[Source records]
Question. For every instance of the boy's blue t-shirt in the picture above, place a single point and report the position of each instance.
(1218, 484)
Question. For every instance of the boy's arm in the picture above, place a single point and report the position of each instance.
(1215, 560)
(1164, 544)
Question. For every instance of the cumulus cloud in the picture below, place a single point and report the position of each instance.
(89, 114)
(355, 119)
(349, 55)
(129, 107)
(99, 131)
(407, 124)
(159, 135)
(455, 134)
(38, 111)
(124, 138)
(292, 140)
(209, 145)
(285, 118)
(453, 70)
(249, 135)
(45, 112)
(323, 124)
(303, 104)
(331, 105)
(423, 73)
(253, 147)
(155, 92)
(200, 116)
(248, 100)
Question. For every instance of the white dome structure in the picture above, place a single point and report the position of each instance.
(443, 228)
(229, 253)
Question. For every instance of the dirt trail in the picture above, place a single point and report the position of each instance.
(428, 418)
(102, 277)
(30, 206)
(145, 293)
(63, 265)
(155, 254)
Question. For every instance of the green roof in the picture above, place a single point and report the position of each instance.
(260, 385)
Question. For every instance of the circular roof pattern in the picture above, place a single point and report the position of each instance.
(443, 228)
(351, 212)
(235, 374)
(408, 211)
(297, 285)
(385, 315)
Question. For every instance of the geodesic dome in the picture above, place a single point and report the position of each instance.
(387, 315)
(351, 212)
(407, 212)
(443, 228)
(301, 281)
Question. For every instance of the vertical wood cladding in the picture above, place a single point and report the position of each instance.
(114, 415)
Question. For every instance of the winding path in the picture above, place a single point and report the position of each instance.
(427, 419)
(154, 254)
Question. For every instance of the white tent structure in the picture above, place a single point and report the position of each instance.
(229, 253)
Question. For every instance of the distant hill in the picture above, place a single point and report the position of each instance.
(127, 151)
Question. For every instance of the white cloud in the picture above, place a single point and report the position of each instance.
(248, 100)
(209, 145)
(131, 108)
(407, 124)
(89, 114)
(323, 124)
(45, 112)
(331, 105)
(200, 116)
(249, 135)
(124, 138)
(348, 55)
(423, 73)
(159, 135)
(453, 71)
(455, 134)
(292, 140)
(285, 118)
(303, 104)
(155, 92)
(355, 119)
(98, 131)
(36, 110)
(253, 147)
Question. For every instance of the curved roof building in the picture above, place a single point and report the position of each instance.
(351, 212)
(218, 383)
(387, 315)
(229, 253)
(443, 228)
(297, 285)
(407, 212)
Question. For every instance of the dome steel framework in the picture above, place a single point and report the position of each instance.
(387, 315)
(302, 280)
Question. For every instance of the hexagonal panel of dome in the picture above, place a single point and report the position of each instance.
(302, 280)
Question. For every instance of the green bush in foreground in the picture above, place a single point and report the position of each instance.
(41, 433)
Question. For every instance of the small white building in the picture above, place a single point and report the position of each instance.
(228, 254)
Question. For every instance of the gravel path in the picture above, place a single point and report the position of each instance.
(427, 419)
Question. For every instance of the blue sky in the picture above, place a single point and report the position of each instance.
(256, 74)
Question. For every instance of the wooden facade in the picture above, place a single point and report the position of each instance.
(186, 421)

WHAT THE TASK ASKS
Rewrite all the rows above, changing each "place a single point" to "mark one point" and keeping everything else the same.

EXPECTED OUTPUT
Question. For every instance of the boy's blue t-shirt in the picture above, mark one point and report the position of each instance.
(1218, 484)
Question. For every instance of the boy's arm in the picture above, mark one point and report the position of each instance.
(1215, 560)
(1164, 544)
Question. For every instance of the cumulus cloud in the picture below, mark one point and report the position of each instance.
(89, 114)
(355, 119)
(349, 55)
(129, 107)
(99, 131)
(407, 124)
(159, 135)
(455, 134)
(38, 111)
(124, 138)
(292, 140)
(209, 145)
(285, 118)
(453, 70)
(249, 135)
(45, 112)
(323, 124)
(303, 104)
(331, 105)
(423, 73)
(253, 147)
(155, 92)
(200, 116)
(248, 100)
Question. For every instance of the white dome structure in the picture above, mark one point and report the position of each instance.
(443, 228)
(229, 253)
Question. For every instance of the dirt trail in the picture above, mark one point and report the position of each instance.
(428, 418)
(102, 277)
(30, 206)
(145, 293)
(63, 265)
(155, 254)
Question. For every instance of the green roof in the picture above, mark one point and report the position of each instance.
(260, 385)
Question. For every instance of the circular roof pattern in the picture above, mark one point and report the position of each instance.
(443, 228)
(351, 212)
(235, 374)
(408, 211)
(297, 285)
(385, 315)
Question. For every instance of the geodesic dome in the picture above, mark one point and report the position of each instance.
(387, 315)
(351, 212)
(407, 212)
(443, 228)
(301, 281)
Question. For every instance of the vertical wood cladding in the picture above, mark one point and report the position of each instance.
(114, 415)
Question. For every instance of the winding path in the picture above, mark one point and report the position of each instance.
(427, 419)
(154, 254)
Question. For every instance of the white tent structure in the picture above, mark one point and report the position of each instance.
(229, 253)
Question. For every instance of the distant hill in the picture above, mark one point and report the position of each instance.
(127, 151)
Question. For every instance of the white cloud in the picture above, mark one point and report the position of each instance.
(248, 100)
(209, 145)
(131, 108)
(407, 124)
(89, 114)
(323, 124)
(45, 112)
(331, 105)
(200, 116)
(249, 135)
(124, 138)
(348, 55)
(423, 73)
(159, 135)
(453, 71)
(455, 134)
(292, 140)
(285, 118)
(303, 104)
(155, 92)
(355, 119)
(98, 131)
(36, 110)
(253, 147)
Question. For every instance of the curved roof building in the picture above, mark one point and report the position of each instance.
(351, 212)
(218, 383)
(387, 315)
(229, 253)
(443, 228)
(297, 285)
(407, 212)
Question. For every instance of the dome steel framework in the picture above, mark one point and report the position of each instance.
(387, 315)
(302, 280)
Question. For every instance of the hexagonal panel of dome in the picture above, mark one point and report the position of each instance.
(302, 280)
Question. For every instance of the green bush in foreground in the picture above, mark one point and report the position of each instance.
(41, 433)
Question. For every instance of the small white building in the picture above, mark one point and report the position of each instance.
(228, 254)
Question. For every instance of the gravel path in the picture above, mark one point and report the position of each instance.
(427, 419)
Question. For every instance of the blue sky in the picture above, mark one point and report the position of each instance.
(256, 74)
Question. For every instance of the wooden facade in the picture above, mark one point and report the position of each instance.
(186, 421)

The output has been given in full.